■ **Stated exercise**: Repeat every line of the entries below word for word, but leave the pictures out.

>> start Information shown

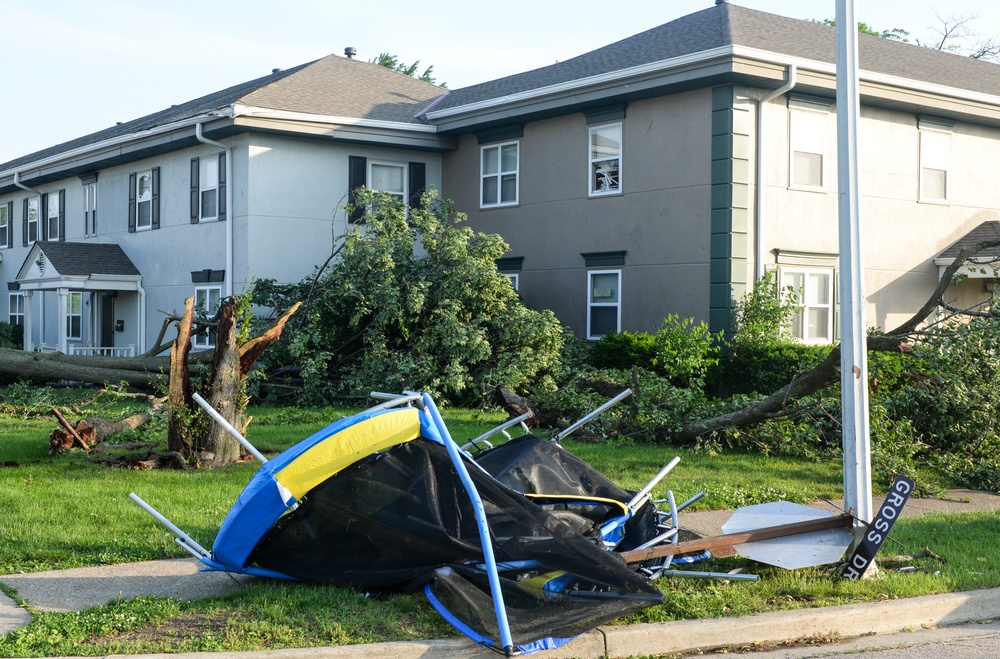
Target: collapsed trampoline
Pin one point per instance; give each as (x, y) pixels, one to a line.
(516, 545)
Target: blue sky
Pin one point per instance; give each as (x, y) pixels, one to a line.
(69, 68)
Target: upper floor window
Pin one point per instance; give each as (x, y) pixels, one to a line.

>> end Information shown

■ **Result for this task**:
Target: collapsed trampoline
Pin one point per instance; give each as (x, y) pixels, one to a line.
(516, 545)
Target: blue sky
Pin one point per instance; give each as (x, y) pixels, one to a line.
(69, 68)
Target: upper floor window
Pin one point per instance; give each as (x, y) pixels, one to a line.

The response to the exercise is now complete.